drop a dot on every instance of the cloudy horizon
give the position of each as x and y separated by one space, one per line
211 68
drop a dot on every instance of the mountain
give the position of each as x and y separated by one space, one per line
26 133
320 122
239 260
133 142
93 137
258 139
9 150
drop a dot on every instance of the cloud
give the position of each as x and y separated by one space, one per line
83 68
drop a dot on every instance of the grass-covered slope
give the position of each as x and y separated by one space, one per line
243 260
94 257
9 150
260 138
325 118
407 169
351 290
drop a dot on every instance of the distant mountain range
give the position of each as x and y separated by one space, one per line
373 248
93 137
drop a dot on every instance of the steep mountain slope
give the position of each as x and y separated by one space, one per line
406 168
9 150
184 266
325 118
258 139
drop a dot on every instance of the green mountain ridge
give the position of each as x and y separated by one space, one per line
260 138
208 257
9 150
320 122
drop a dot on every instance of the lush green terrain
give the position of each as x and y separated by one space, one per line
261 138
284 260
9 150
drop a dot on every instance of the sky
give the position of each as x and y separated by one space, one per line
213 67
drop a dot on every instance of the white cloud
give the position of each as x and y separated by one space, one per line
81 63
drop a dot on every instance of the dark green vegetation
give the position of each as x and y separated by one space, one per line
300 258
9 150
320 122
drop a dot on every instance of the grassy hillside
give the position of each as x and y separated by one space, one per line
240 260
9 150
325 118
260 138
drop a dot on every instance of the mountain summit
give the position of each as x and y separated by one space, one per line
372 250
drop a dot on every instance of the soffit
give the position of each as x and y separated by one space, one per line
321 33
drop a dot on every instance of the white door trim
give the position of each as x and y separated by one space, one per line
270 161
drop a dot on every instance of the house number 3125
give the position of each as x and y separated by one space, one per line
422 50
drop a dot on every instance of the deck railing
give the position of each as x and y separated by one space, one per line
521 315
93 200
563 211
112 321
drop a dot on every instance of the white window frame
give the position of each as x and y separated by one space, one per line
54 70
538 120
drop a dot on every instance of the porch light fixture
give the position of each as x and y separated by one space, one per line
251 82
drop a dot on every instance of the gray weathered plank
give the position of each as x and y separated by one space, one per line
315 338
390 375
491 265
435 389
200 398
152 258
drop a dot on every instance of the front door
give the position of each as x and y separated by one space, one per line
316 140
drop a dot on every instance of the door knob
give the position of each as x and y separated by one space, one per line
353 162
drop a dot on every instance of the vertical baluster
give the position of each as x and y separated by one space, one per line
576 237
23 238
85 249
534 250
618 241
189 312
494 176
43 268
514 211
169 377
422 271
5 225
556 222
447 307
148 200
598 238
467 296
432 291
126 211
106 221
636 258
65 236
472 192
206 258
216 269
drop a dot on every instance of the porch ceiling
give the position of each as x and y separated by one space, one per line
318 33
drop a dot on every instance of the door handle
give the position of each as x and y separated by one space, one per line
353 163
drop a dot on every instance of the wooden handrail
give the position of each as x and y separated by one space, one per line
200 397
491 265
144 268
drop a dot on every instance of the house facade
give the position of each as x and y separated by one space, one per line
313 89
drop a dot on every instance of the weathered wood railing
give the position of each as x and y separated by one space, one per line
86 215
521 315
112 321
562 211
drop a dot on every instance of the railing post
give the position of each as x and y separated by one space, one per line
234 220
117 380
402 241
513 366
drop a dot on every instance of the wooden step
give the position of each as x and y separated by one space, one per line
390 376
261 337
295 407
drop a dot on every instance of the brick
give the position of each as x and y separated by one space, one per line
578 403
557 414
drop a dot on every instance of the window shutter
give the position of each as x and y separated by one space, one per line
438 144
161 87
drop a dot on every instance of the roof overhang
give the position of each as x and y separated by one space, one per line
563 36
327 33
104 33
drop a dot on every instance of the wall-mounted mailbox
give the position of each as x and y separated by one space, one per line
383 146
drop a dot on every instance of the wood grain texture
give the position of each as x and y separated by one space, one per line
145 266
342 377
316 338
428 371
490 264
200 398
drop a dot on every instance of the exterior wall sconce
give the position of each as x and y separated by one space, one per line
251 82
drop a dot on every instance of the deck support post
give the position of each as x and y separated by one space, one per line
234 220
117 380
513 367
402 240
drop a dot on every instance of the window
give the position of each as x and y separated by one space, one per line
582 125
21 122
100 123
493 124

* Given instruction *
Scale the material from the line with "drop a dot on every instance of the wall-mounted" up to and including its last line: write every line out again, keeping lines without coordinates as they are, and multiply each x and y coordinate by 2.15, rounding to whole numbers with halves rounded up.

* Response *
drop a dot on every instance of the wall-mounted mailbox
give the position of each as x and y separated by one space, one per line
823 314
drop a dot on every instance of the wood grain texture
give the position of each as x and y separated by one space, one per line
312 572
735 811
679 727
920 798
1054 568
430 856
drop a dot on every instance of the exterior wall sconce
give the position of each as x and y separated by one space, one per line
540 176
drop a dot on every instance of the deck support post
give the position of each as x and y separated by one space, one per line
503 473
252 817
1103 789
864 516
drop a dot on every instance of the window
give the position of each as x and y separated by one space, one per line
1251 269
45 262
215 264
1060 267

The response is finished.